◆ Text excerpt:
· · · · ·

More than most other inshore species, when targeting blackfish it is the little things that can make a big difference in your success rate.
By Toby Lapinski

Whether you refer to them as blackfish, tautog, tog or white-chinners, they are one of the more difficult of our local species to master. It seems like it should be an easy endeavor; find a pile of rocks and drop a crab down on a hook and you are in business. But there is so much more to it than that! Let’s look at some of the things that set the top guns apart from the average angler.

LIGHT, BUT NOT TOO LIGHT
Ok, yeah, that is really helpful I know, but give me a chance here. What I mean is that you want just enough weight to get the bait down to the bottom yet not so heavy that it does little more than anchor your line in the rocks. There is definite feel to blackfishing and it’s one of the many factors that separate a so-so angler from the high-hook of the day. For as nasty as the dental work of a blackfish is they can be deceivingly subtle on the take and have your hook cleaned before you realize it. A lighter sinker allows for a better feel for the bites which results in more fish in the cooler.

I like to dance my rig around a bit once I make contact with the rocks and this is much easier to accomplish with a sinker that is teetering on the edge of being too light than it is with a massive hunk of lead. Now there are times when a lot of weight must be used like the peak of the tide, but as soon as I can get away with it I begin to lighten up my sinker. Further I find that a little movement from the water helps things out as my crab is tossed around. Between the sinker thumping the rocks and the crab moving seductively along the bottom, that big ol’ blackfish just can’t resist!

· · · · ·

◆ Given data:
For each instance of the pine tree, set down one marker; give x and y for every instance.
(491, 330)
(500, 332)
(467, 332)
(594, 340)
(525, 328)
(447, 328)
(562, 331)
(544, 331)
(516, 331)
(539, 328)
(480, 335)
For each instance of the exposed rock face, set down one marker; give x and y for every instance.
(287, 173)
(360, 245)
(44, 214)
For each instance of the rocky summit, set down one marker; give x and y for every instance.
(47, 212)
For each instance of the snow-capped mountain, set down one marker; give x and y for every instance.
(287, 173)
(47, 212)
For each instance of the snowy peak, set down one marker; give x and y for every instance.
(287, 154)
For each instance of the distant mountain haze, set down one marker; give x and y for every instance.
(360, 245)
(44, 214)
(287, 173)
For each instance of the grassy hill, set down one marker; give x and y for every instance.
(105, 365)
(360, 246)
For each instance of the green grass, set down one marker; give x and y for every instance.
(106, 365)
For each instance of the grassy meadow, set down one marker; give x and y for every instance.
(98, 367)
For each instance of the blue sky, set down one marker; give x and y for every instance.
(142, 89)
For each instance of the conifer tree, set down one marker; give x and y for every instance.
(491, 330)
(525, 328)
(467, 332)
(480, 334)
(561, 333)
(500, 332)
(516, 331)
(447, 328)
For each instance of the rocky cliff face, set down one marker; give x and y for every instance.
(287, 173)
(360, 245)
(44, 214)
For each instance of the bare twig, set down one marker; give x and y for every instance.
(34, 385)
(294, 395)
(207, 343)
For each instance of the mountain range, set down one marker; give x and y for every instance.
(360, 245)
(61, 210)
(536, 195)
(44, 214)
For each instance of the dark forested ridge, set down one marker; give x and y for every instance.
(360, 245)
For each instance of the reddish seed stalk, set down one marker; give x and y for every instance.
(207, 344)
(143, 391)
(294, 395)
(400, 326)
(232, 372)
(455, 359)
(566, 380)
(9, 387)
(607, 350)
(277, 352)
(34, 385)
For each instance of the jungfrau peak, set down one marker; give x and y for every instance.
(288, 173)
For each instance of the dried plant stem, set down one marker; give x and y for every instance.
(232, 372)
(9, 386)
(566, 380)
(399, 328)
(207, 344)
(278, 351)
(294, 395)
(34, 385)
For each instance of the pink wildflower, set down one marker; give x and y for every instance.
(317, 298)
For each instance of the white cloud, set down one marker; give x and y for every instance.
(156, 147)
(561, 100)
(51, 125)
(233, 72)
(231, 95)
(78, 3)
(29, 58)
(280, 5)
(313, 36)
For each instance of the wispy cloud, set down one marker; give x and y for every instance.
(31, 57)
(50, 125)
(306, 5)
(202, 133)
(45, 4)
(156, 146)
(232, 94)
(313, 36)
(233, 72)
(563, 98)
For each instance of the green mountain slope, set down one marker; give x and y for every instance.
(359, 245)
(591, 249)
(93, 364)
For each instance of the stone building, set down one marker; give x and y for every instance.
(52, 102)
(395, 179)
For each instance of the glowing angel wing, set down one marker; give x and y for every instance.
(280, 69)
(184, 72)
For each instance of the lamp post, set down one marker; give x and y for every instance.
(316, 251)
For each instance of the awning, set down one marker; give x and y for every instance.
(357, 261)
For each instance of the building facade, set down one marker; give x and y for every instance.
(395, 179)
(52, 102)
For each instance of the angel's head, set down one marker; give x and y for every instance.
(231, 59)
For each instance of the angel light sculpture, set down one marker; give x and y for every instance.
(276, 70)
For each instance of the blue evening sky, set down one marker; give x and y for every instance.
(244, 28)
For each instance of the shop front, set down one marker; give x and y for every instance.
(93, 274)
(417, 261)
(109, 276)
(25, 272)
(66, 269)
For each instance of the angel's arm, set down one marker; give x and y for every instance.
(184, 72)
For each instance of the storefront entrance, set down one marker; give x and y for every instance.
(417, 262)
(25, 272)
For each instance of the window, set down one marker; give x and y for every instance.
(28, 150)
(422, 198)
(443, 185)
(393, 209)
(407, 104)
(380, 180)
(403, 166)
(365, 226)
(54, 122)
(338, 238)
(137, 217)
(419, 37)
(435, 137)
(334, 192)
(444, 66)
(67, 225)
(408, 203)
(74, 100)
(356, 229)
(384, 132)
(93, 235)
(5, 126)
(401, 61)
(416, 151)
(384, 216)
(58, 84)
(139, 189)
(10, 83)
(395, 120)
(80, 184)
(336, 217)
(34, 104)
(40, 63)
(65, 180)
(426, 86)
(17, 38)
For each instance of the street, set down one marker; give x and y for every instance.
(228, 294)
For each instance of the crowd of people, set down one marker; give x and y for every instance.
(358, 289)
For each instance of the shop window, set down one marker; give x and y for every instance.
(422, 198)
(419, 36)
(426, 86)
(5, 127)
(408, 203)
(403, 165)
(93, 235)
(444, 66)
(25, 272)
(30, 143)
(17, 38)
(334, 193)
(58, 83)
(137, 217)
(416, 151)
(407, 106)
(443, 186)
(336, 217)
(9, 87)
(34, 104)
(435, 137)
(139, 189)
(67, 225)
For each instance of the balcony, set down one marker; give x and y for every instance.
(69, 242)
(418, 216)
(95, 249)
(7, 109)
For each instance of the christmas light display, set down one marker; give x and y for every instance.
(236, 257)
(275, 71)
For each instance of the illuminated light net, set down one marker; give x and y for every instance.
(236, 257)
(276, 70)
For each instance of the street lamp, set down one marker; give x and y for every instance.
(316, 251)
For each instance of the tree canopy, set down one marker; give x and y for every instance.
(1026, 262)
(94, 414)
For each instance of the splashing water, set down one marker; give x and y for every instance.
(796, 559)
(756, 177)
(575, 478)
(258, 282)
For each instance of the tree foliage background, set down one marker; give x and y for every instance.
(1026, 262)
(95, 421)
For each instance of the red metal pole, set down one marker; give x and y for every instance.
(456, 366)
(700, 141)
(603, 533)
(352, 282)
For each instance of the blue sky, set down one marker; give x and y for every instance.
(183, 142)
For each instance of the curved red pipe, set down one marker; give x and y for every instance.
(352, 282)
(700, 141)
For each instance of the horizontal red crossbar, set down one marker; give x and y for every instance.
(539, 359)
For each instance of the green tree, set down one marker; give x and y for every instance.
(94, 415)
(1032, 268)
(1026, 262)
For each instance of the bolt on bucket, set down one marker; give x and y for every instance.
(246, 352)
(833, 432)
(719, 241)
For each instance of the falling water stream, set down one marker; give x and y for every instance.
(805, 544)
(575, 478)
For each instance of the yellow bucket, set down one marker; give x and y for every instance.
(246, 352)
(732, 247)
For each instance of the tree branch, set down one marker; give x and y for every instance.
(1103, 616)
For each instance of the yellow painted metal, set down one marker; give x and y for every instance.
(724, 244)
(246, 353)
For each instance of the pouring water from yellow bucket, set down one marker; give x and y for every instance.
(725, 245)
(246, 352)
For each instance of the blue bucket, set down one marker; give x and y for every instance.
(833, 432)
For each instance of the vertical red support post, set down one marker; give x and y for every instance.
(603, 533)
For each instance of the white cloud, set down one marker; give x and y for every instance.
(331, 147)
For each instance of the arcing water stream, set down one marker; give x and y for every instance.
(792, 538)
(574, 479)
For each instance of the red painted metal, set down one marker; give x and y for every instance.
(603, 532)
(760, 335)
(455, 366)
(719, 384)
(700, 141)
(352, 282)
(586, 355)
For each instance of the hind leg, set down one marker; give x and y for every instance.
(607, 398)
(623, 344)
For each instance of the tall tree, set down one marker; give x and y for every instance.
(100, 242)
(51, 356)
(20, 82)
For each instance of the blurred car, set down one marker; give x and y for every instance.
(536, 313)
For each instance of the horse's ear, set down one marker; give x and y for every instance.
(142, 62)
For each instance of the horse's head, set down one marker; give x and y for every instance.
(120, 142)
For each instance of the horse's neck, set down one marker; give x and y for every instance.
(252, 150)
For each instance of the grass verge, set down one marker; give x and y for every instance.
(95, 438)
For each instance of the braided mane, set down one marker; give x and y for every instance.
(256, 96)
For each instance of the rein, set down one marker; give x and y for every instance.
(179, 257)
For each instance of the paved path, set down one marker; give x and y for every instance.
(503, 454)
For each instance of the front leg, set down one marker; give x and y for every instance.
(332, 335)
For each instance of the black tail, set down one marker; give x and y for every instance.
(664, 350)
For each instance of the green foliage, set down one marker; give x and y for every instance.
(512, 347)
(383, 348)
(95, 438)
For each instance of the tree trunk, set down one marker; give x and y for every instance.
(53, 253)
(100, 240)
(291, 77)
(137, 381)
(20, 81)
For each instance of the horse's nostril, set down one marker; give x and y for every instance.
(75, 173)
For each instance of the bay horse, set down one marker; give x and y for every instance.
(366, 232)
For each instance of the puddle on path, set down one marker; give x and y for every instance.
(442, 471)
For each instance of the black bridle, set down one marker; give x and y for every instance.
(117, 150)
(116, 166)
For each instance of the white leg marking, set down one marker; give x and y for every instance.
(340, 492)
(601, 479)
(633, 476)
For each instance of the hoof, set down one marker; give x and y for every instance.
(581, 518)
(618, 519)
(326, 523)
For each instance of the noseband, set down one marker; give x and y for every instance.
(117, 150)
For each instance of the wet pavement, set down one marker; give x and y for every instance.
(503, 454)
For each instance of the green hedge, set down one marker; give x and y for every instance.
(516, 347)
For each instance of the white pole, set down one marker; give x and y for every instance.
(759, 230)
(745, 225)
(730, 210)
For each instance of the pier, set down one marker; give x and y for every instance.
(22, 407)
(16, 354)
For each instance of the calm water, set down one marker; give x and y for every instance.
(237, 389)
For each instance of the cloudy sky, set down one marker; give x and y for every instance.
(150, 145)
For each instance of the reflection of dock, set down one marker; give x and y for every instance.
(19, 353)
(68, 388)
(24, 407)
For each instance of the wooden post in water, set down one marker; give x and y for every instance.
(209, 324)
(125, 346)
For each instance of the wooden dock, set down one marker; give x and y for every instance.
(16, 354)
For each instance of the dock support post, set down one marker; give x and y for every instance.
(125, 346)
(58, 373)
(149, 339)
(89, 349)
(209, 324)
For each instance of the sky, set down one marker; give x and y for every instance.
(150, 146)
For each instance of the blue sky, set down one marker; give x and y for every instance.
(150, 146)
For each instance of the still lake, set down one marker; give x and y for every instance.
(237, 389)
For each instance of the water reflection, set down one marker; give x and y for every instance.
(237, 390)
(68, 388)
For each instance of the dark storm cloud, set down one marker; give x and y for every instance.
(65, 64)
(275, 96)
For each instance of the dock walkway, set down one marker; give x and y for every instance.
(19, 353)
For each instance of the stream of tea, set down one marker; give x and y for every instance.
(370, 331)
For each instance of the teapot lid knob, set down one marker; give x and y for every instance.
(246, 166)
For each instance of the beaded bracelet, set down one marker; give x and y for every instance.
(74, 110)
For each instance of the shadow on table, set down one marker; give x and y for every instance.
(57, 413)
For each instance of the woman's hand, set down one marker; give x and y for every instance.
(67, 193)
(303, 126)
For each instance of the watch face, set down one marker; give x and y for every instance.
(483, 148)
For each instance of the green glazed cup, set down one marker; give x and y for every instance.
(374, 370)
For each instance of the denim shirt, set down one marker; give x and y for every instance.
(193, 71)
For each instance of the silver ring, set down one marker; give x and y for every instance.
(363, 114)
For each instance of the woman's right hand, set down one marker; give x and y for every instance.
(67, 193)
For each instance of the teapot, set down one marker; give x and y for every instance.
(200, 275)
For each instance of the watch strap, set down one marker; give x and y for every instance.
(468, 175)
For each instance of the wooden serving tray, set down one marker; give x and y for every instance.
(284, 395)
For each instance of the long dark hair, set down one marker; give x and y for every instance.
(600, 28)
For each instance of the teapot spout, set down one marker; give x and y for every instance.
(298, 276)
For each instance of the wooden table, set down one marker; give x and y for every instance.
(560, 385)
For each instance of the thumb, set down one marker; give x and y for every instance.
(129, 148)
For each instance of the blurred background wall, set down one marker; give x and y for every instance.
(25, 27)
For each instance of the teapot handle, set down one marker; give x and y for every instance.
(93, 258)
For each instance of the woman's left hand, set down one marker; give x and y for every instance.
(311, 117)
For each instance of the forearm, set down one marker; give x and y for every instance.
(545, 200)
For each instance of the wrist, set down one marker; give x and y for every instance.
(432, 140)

· · · · ·

◆ What the task asks:
Answer these questions about the blackfishing text, one line each:
(a) Other than blackfish and tautog, what names for the fish does the text list?
(b) What does a lighter sinker allow for?
(c) At what point does the text say a lot of weight must be used?

◆ Output for this exercise:
(a) Tog and white-chinners.
(b) A better feel for the bites.
(c) At the peak of the tide.